[Material for this exercise]:
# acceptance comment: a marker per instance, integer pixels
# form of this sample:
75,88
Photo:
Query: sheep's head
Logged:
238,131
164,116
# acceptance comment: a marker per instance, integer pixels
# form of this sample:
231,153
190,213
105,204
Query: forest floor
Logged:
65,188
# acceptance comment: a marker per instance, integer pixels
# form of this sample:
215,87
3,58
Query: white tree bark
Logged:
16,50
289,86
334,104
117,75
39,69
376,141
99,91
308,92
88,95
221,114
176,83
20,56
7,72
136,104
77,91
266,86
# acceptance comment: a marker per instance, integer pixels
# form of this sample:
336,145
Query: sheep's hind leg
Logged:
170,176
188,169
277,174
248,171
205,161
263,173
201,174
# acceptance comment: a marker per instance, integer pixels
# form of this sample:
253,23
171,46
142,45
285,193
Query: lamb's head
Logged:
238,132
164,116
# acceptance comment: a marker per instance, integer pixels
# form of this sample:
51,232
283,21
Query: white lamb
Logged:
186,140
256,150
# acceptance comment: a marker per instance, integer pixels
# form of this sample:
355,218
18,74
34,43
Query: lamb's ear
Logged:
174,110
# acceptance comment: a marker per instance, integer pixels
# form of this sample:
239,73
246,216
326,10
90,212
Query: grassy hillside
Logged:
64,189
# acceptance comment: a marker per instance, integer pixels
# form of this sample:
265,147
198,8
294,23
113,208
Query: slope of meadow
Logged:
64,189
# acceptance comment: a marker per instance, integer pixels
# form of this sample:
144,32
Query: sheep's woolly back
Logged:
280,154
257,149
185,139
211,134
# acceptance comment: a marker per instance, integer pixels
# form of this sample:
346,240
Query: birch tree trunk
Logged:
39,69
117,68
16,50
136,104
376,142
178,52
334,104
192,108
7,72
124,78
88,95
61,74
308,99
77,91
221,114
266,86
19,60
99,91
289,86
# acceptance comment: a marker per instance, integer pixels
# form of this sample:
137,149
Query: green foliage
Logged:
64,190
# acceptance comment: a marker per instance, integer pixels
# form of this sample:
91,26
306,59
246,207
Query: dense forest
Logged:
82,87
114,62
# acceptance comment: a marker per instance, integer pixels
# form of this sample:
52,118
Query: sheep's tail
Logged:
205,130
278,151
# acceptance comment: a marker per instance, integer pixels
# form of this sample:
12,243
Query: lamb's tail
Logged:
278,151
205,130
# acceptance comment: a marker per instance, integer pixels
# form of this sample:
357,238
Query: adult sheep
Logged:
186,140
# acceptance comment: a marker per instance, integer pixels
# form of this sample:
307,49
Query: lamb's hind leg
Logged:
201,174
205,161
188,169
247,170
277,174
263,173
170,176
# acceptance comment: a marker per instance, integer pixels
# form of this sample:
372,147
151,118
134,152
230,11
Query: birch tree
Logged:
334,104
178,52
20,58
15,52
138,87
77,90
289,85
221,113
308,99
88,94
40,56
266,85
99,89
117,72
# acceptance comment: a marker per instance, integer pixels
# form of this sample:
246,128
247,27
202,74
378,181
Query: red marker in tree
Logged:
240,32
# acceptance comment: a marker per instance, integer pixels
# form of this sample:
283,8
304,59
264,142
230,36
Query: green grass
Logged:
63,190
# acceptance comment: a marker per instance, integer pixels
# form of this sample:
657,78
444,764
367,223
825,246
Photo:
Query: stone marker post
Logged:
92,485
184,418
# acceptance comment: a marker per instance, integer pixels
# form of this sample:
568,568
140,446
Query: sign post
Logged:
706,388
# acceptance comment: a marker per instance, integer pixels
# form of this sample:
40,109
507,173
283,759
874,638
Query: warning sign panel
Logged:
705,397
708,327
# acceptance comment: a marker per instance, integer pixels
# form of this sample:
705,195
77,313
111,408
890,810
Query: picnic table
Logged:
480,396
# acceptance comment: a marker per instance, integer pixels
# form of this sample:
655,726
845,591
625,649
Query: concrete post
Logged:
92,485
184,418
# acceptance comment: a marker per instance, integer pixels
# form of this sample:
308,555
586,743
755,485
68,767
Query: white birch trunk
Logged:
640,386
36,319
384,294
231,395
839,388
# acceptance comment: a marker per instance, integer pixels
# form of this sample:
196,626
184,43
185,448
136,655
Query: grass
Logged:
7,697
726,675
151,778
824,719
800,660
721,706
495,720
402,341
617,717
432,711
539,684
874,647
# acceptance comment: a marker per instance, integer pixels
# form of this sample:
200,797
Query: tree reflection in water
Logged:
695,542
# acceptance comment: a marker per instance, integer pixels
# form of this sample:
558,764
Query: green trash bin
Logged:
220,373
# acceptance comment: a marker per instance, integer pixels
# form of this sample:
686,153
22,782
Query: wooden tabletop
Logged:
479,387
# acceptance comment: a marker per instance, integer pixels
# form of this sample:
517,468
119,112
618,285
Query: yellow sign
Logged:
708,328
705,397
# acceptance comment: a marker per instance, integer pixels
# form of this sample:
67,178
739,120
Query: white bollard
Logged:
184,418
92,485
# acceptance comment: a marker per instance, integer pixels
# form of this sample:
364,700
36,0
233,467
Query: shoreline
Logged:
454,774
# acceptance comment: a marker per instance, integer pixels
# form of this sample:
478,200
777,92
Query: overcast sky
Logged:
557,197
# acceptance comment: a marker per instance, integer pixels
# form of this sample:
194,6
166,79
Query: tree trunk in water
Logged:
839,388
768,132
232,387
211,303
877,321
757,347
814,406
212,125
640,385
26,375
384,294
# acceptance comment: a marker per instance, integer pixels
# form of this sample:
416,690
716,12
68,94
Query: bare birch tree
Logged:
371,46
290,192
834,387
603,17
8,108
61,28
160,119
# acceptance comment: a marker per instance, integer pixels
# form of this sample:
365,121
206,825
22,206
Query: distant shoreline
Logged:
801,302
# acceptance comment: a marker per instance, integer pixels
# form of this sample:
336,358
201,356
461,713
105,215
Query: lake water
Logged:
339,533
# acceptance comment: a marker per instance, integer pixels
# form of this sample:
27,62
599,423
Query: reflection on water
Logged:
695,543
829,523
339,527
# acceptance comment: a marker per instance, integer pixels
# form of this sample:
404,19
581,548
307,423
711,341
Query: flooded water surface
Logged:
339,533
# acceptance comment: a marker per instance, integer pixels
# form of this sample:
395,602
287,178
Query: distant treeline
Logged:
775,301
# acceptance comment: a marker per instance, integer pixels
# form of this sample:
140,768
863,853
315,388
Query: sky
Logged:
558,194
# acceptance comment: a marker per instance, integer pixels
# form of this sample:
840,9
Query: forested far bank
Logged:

[Exercise brief]: Please make the answer a complete, exact reproduction of the records.

[Solution for this task]:
# acceptance comment: a marker per instance, integer pixels
# form of this sample:
75,88
Photo:
Query: sheep's head
Logged:
238,131
164,116
# acceptance comment: a marker per instance, integer pixels
# form of this sample:
231,153
190,213
105,204
Query: forest floor
Logged:
65,188
# acceptance comment: a marker per instance, integer pixels
# form of this sample:
215,87
3,58
Query: white tree bark
Logged:
16,50
289,86
334,104
117,75
39,69
376,141
99,91
308,92
88,95
221,114
176,83
20,56
7,72
136,104
77,91
266,86
# acceptance comment: a marker per instance, integer pixels
# form of this sample:
336,145
Query: sheep's hind leg
Logged:
170,176
188,169
277,174
248,171
205,161
263,173
201,174
# acceptance comment: a marker per instance, integer pixels
# form of this sample:
253,23
171,46
142,45
285,193
Query: lamb's head
Logged:
238,132
164,116
# acceptance comment: a marker per instance, integer pixels
# form of this sample:
51,232
283,21
Query: white lamb
Logged:
186,140
256,150
# acceptance comment: a marker per instance, integer pixels
# form of this sample:
355,218
18,74
34,43
Query: lamb's ear
Logged:
174,110
# acceptance comment: a marker per instance, integer pixels
# form of this sample:
239,73
246,216
326,10
90,212
Query: grassy hillside
Logged:
64,189
# acceptance comment: a marker per instance, integer pixels
# form of this sample:
265,147
198,8
294,23
113,208
Query: slope of meadow
Logged:
64,189
# acceptance comment: a marker per instance, integer pixels
# form of this sample:
144,32
Query: sheep's woolly back
Logged:
280,154
257,149
185,139
211,134
# acceptance comment: a marker per instance, integer pixels
# form of this sample:
346,240
Query: birch tree trunk
Logged:
39,69
117,68
16,50
136,104
376,142
178,52
334,104
192,108
7,72
124,78
88,95
61,74
308,99
77,91
221,114
266,86
19,60
99,91
289,86
# acceptance comment: a marker per instance, integer pixels
# form of this sample:
137,149
Query: green foliage
Logged:
64,190
# acceptance comment: a marker per instance, integer pixels
# form of this sample:
91,26
306,59
246,207
Query: dense forest
Logged:
82,87
114,62
# acceptance comment: a marker per instance, integer pixels
# form of this sample:
52,118
Query: sheep's tail
Logged:
205,130
278,151
# acceptance comment: a marker per instance, integer pixels
# form of this sample:
12,243
Query: lamb's tail
Logged:
278,151
205,130
# acceptance comment: a marker per instance, integer pixels
# form of this sample:
357,238
Query: adult sheep
Logged:
186,140
# acceptance comment: a marker per instance, integer pixels
# form of this sample:
307,49
Query: lamb's hind leg
Logged:
201,174
205,161
188,169
247,170
277,174
263,173
170,176
# acceptance comment: a marker per instance, integer pixels
# form of this sample:
372,147
151,118
134,152
230,11
Query: birch tree
Logged:
334,104
178,52
20,58
15,52
138,87
77,90
289,85
221,113
308,99
88,94
40,56
266,85
99,89
117,72
# acceptance comment: a marker per instance, integer pixels
# form of this sample:
246,128
247,27
202,74
378,181
Query: red marker in tree
Logged:
240,32
# acceptance comment: a marker per instance, integer pixels
# form of this sample:
283,8
304,59
264,142
230,36
Query: green grass
Logged:
63,190
# acceptance comment: a marker per instance, integer pixels
# form of this sample:
657,78
444,764
367,223
825,246
Photo:
Query: stone marker post
Logged:
92,485
184,418
# acceptance comment: a marker per instance, integer pixels
# form of this sample:
568,568
140,446
Query: sign post
Logged:
706,388
# acceptance comment: a marker per instance, integer pixels
# form of this sample:
40,109
507,173
283,759
874,638
Query: warning sign panel
Logged:
705,397
708,327
# acceptance comment: a marker per instance, integer pixels
# form of this sample:
705,195
77,313
111,408
890,810
Query: picnic table
Logged:
480,396
# acceptance comment: a marker per instance, integer pixels
# form of this sample:
655,726
845,591
625,649
Query: concrete post
Logged:
92,485
184,418
# acceptance comment: a marker per instance, integer pixels
# form of this sample:
308,555
586,743
755,485
68,767
Query: white birch trunk
Logged:
640,386
36,319
384,294
231,395
839,388
# acceptance comment: a marker per instance, integer pixels
# form of this sample:
196,626
184,43
185,448
136,655
Query: grass
Logged:
7,697
726,675
151,778
824,719
800,660
721,706
495,720
402,341
617,717
432,711
539,684
874,647
# acceptance comment: a marker per instance, integer pixels
# form of this sample:
200,797
Query: tree reflection in water
Logged:
695,542
# acceptance comment: a marker per instance, integer pixels
# form of this sample:
558,764
Query: green trash bin
Logged:
220,373
# acceptance comment: a marker per instance, integer pixels
# form of this sample:
686,153
22,782
Query: wooden tabletop
Logged:
479,387
# acceptance comment: a marker per instance, integer pixels
# form of this sample:
517,468
119,112
618,285
Query: yellow sign
Logged:
708,328
705,397
# acceptance comment: a marker per instance, integer pixels
# form of this sample:
67,178
739,120
Query: white bollard
Logged:
184,418
92,485
# acceptance comment: a marker per instance, integer pixels
# form of this sample:
364,700
36,0
233,467
Query: shoreline
Logged:
454,774
# acceptance comment: a marker per instance, integer pixels
# form of this sample:
478,200
777,92
Query: overcast sky
Logged:
557,197
# acceptance comment: a marker per instance, integer pixels
# form of this sample:
194,6
166,79
Query: tree trunk in water
Logged:
839,388
768,132
232,387
211,303
877,321
757,347
814,406
212,125
640,385
26,375
384,294
# acceptance comment: a marker per instance, integer pixels
# form of this sample:
416,690
716,12
68,94
Query: bare birch tree
Logged:
371,46
290,192
834,387
603,17
8,108
61,28
160,119
# acceptance comment: a marker per instance, integer pixels
# form of this sample:
365,121
206,825
22,206
Query: distant shoreline
Logged:
801,302
# acceptance comment: a marker per instance, integer pixels
# form of this sample:
336,358
201,356
461,713
105,215
Query: lake water
Logged:
339,533
# acceptance comment: a marker per instance, integer pixels
# form of this sample:
27,62
599,423
Query: reflection on water
Logged:
695,543
829,523
339,527
# acceptance comment: a marker per instance, integer pixels
# form of this sample:
404,19
581,548
307,423
711,341
Query: flooded water surface
Logged:
339,533
# acceptance comment: a marker per instance, integer pixels
# form of this sample:
395,602
287,178
Query: distant treeline
Logged:
775,301
# acceptance comment: a marker per instance, integer pixels
# form of this sample:
140,768
863,853
315,388
Query: sky
Logged:
558,194
# acceptance comment: a marker per instance, integer pixels
# form of this sample:
840,9
Query: forested far bank
Logged:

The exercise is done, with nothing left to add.